[Material for this exercise Boundary: Start]

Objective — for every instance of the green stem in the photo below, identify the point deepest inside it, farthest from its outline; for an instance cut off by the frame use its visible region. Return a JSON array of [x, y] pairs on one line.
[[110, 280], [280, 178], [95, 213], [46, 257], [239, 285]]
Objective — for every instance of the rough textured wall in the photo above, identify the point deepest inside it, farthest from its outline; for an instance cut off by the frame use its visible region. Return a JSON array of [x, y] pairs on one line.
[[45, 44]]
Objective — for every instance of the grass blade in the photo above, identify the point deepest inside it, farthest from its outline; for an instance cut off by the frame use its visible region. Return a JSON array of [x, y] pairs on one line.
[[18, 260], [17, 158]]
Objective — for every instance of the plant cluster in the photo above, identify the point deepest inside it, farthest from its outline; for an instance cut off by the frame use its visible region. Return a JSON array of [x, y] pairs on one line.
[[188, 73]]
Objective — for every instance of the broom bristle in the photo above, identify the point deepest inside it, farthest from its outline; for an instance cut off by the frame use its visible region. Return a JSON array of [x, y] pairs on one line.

[Material for this exercise Boundary: End]

• [What to work on]:
Repeat every record, keeping each line exactly as it is.

• [Answer section]:
Objective — for every instance of the green stem in the photo below, identify the point deepest inside it, farthest from its outline; for an instance cut off by the frame use its visible region. Return a JSON array of [x, y] pairs on one line.
[[110, 280], [280, 178], [95, 213], [46, 257], [239, 285]]
Objective — for every instance of the rough textured wall in the photo above, identify the point deepest inside it, farthest from its outline; for an instance cut off by the frame use its visible region. Return a JSON array of [x, y] pairs on one line.
[[45, 44]]
Objective — for every instance of the grass blade in the photo above, identify the point deepest inside it, farthest from its outline; for an instance cut off by the frame use its visible region. Return a JSON array of [x, y] pairs on one line.
[[18, 260], [17, 158]]
Objective — for every instance of the plant cluster in the photo above, identify the point deepest inside it, farthest from its outline; for an instance cut off by the frame use its visible region. Return a JSON array of [x, y] pairs on one line.
[[188, 73]]
Objective — for every instance of the broom bristle in the photo above, identify the point deepest inside it, farthest from its outline; for an instance cut off by the frame use its visible region. Return a JSON array of [x, y] pairs on one line.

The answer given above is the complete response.